THE EXERCISE:
From the line containing "Please place a point on every instance of the person in" down to the last line of the material, return those lines verbatim and only those.

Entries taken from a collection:
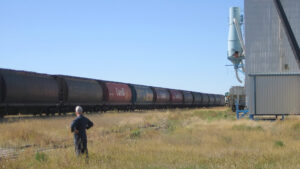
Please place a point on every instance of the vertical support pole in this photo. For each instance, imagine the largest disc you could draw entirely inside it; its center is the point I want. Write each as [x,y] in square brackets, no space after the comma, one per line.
[254,97]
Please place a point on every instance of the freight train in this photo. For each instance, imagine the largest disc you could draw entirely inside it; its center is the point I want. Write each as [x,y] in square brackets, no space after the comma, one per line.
[23,92]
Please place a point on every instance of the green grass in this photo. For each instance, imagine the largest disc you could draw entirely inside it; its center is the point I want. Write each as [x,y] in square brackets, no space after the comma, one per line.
[174,139]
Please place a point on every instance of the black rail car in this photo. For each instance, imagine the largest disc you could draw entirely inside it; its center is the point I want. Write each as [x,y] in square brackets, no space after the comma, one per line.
[28,92]
[34,93]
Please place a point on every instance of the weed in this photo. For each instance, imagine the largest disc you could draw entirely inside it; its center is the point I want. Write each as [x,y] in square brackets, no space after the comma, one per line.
[40,156]
[136,133]
[278,143]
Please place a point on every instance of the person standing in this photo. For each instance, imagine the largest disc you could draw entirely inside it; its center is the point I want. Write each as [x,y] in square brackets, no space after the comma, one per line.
[79,127]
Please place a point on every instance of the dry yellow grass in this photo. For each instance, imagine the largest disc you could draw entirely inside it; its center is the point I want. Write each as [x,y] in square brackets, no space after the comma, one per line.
[182,138]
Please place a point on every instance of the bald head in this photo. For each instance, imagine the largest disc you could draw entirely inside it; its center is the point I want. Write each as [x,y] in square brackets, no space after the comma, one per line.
[78,110]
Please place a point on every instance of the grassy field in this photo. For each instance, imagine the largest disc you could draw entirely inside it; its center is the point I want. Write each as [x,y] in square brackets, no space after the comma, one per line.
[182,138]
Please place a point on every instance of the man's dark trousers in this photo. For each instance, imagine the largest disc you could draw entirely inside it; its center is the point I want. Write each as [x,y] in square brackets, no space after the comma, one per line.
[80,124]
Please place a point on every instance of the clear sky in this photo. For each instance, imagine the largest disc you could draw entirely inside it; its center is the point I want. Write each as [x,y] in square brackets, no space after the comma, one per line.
[179,44]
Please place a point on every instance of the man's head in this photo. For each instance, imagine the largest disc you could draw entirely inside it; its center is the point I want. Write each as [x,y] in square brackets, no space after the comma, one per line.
[78,110]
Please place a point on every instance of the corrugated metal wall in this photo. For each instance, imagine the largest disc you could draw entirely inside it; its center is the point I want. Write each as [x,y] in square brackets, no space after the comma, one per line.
[268,52]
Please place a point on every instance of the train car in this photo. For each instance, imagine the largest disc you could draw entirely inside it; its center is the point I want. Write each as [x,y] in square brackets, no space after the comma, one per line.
[161,97]
[176,97]
[197,99]
[116,94]
[205,99]
[22,92]
[142,96]
[187,98]
[80,91]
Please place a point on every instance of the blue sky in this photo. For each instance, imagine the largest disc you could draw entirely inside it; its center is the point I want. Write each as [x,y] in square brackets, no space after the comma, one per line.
[179,44]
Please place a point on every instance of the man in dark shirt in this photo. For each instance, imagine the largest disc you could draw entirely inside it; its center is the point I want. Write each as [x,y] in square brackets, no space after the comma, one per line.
[78,127]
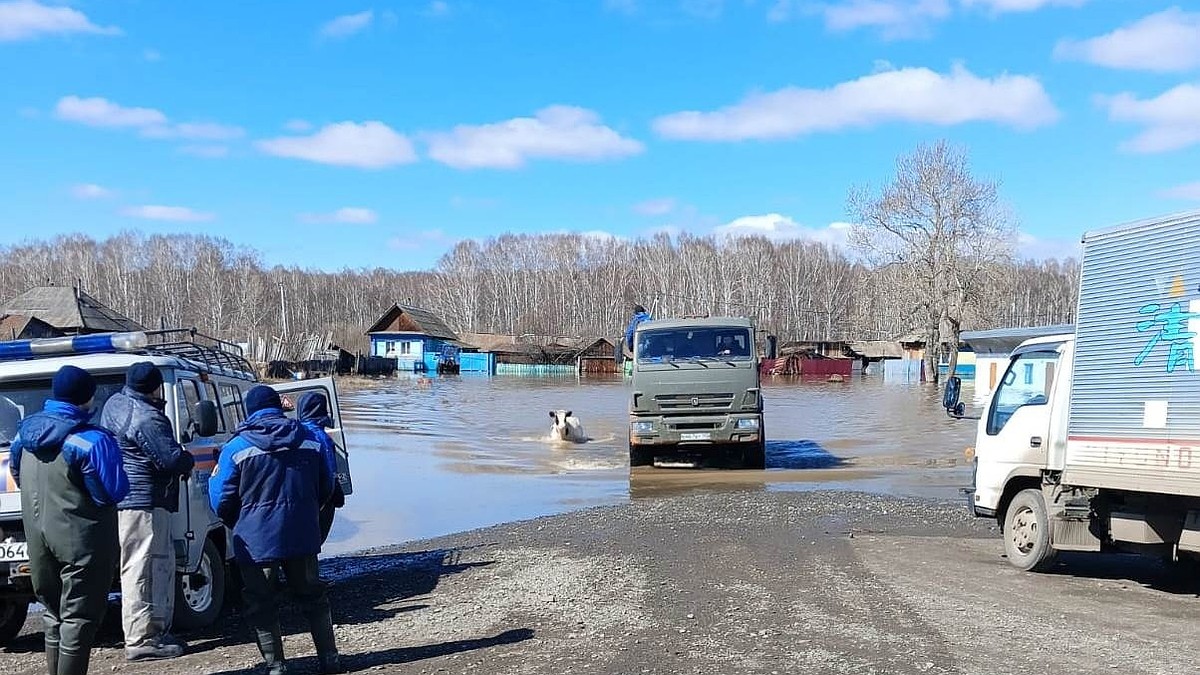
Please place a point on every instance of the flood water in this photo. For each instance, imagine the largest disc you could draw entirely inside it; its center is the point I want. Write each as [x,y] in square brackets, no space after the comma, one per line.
[454,454]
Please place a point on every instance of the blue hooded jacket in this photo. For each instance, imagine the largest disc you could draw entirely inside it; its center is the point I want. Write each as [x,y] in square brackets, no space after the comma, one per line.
[90,451]
[268,488]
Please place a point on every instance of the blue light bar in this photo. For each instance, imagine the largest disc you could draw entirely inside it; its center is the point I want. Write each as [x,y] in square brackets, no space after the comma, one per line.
[100,344]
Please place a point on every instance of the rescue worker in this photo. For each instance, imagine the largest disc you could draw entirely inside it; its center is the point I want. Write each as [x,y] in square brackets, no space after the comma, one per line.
[71,478]
[154,463]
[269,487]
[640,315]
[312,411]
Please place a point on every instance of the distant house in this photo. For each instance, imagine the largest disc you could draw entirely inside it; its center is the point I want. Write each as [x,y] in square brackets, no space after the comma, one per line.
[24,327]
[413,336]
[70,311]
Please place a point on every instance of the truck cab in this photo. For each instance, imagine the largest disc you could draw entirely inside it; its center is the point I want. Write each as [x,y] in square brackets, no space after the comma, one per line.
[204,381]
[696,392]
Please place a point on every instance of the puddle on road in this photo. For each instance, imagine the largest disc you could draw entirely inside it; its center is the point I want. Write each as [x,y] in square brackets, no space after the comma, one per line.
[471,452]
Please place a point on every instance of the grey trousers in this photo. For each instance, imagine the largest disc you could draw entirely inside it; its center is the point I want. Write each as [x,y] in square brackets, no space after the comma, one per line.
[148,575]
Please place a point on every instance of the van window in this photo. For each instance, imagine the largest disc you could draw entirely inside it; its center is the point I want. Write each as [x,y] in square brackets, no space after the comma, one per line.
[189,395]
[213,396]
[231,404]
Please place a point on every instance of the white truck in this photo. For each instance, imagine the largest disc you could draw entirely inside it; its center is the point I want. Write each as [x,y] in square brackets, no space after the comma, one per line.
[1091,440]
[204,381]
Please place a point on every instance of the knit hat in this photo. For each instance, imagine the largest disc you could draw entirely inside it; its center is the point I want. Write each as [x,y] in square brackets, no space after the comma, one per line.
[143,377]
[73,386]
[262,396]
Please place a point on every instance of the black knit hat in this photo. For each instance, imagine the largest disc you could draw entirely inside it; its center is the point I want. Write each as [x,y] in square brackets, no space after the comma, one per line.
[73,386]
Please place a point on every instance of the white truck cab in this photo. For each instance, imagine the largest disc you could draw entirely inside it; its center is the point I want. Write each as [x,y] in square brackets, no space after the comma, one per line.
[204,381]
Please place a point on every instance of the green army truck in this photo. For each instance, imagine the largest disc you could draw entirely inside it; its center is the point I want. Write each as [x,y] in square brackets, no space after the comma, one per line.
[696,393]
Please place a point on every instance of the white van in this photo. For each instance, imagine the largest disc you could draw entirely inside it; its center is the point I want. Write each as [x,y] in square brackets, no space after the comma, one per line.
[204,381]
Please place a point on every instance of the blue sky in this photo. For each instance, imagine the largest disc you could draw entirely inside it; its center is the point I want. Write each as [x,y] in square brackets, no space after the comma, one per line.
[346,133]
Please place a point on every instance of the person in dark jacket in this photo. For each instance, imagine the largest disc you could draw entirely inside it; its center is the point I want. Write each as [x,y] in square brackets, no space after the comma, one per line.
[154,463]
[640,315]
[71,478]
[269,487]
[312,411]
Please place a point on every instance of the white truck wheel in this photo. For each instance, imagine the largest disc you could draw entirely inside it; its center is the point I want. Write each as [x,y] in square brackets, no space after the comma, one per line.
[1027,532]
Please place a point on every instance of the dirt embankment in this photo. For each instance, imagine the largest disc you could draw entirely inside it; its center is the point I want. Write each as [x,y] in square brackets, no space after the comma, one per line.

ANSWER FOR THIS EXERCISE:
Please place a point on every instance of the person in dark jacket in this photo. For each instance, imagine the largest disc you could draw entirely inside it; its center is the point I want. Write each as [x,y] in square brackets, no space after the comma, one per line.
[154,463]
[640,315]
[71,478]
[269,487]
[312,411]
Please place a point on every instance of the white truck wheel in this photo. For each instance, imagine the largest disc you could draw entirely inside it; its center is the point I want. Write each as [x,y] in square brackets, no space after the comma, one per line.
[1027,532]
Please place a point on every instance of the dirt embankment in this photo. For each instance, imagine the largest disc you could draw entirely inside it; its center is the point I want. Write each as [x,y] in square brackets, no space after the comma, one per line.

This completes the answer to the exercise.